● **Work required**
Every line of the material below must be repeated exactly.

● **Source material**
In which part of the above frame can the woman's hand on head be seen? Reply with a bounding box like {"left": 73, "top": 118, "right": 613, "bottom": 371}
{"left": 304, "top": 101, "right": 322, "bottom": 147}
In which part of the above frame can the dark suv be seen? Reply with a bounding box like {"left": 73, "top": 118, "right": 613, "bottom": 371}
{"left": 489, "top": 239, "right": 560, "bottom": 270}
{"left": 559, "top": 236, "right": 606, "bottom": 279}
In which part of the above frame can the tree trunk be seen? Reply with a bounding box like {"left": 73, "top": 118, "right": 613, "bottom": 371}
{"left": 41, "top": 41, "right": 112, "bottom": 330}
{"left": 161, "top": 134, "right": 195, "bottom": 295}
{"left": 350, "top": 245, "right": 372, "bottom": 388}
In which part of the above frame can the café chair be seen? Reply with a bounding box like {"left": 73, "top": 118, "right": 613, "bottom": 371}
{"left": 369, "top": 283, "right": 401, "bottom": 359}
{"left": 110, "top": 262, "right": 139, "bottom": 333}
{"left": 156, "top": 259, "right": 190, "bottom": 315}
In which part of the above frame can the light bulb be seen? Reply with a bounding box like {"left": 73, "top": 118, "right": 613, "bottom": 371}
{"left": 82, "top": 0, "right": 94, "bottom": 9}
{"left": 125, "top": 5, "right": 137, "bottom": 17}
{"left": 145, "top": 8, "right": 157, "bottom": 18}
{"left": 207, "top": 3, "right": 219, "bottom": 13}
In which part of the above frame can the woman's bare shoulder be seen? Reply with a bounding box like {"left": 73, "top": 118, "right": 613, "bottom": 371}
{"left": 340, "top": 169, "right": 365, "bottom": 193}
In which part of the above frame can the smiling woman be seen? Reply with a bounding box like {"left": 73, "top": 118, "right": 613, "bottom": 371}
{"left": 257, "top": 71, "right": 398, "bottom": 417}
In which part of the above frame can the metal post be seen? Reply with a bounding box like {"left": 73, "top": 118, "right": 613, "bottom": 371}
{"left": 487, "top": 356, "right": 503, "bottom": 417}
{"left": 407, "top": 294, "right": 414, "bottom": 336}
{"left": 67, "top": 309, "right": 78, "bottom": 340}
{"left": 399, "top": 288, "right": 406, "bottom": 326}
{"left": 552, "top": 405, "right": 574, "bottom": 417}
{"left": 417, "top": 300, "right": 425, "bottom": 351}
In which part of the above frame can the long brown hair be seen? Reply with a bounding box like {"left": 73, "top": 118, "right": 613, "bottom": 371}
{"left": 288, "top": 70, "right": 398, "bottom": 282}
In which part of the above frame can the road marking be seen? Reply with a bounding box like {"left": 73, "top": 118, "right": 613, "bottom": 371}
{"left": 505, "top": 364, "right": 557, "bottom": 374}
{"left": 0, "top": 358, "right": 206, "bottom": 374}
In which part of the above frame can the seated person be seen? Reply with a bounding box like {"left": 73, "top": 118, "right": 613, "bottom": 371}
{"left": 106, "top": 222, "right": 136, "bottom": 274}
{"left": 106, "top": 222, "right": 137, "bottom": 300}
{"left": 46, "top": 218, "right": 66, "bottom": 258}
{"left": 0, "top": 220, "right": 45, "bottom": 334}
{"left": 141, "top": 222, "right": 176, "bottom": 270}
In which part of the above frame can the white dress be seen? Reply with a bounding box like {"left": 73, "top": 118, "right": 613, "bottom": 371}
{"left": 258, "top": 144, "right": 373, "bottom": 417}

● **Written solution**
In which part of the above frame can the woman's hand on head be seen? Reply with a bounding box like {"left": 73, "top": 118, "right": 613, "bottom": 371}
{"left": 304, "top": 101, "right": 322, "bottom": 147}
In which part of the above frame can the dark suv be seen? Reply with a bounding box like {"left": 73, "top": 118, "right": 613, "bottom": 371}
{"left": 489, "top": 239, "right": 560, "bottom": 270}
{"left": 559, "top": 236, "right": 606, "bottom": 279}
In which part of the above frame can the tree trunk be seen? Reply with a bounding box like {"left": 73, "top": 118, "right": 613, "bottom": 371}
{"left": 41, "top": 41, "right": 112, "bottom": 330}
{"left": 161, "top": 134, "right": 195, "bottom": 295}
{"left": 350, "top": 245, "right": 372, "bottom": 388}
In which part of the above frame can the café chair be seen? Reply with a bounding box like {"left": 73, "top": 118, "right": 613, "bottom": 371}
{"left": 369, "top": 283, "right": 401, "bottom": 359}
{"left": 110, "top": 262, "right": 139, "bottom": 333}
{"left": 156, "top": 259, "right": 190, "bottom": 315}
In which part of the above frame can the light bulb be seen? Reply with a bounding box like {"left": 73, "top": 118, "right": 613, "bottom": 371}
{"left": 82, "top": 0, "right": 94, "bottom": 9}
{"left": 125, "top": 5, "right": 137, "bottom": 17}
{"left": 145, "top": 8, "right": 157, "bottom": 18}
{"left": 207, "top": 3, "right": 219, "bottom": 13}
In which part of the above frame can the woman's bare shoulder be seen? Reply with a bounding box like {"left": 73, "top": 118, "right": 613, "bottom": 371}
{"left": 340, "top": 169, "right": 365, "bottom": 193}
In which part of the above frame can the smiling woman be seen? Reply with a bounding box like {"left": 73, "top": 118, "right": 613, "bottom": 371}
{"left": 257, "top": 71, "right": 398, "bottom": 417}
In which part of the above frame can the metal post be seen? Reply with a bounding box like {"left": 73, "top": 118, "right": 613, "bottom": 371}
{"left": 487, "top": 356, "right": 503, "bottom": 417}
{"left": 407, "top": 294, "right": 414, "bottom": 336}
{"left": 67, "top": 309, "right": 78, "bottom": 340}
{"left": 399, "top": 288, "right": 406, "bottom": 326}
{"left": 552, "top": 405, "right": 574, "bottom": 417}
{"left": 417, "top": 300, "right": 425, "bottom": 351}
In which part of the above frame can the long brown hair be seen? Reply with a bounding box like {"left": 73, "top": 118, "right": 613, "bottom": 371}
{"left": 288, "top": 70, "right": 398, "bottom": 282}
In which part of the above frame can the road marking be seen? Reply with a bounding box like {"left": 73, "top": 118, "right": 613, "bottom": 371}
{"left": 505, "top": 364, "right": 557, "bottom": 374}
{"left": 0, "top": 358, "right": 206, "bottom": 374}
In which part of the above frame can the seated person be seen? Reply with a bounding box like {"left": 73, "top": 118, "right": 613, "bottom": 371}
{"left": 106, "top": 222, "right": 136, "bottom": 274}
{"left": 106, "top": 222, "right": 137, "bottom": 300}
{"left": 46, "top": 218, "right": 66, "bottom": 258}
{"left": 0, "top": 220, "right": 45, "bottom": 334}
{"left": 141, "top": 222, "right": 176, "bottom": 270}
In which part of the above frame can the white dress be seen? Reply with a bounding box like {"left": 73, "top": 118, "right": 613, "bottom": 371}
{"left": 258, "top": 144, "right": 373, "bottom": 417}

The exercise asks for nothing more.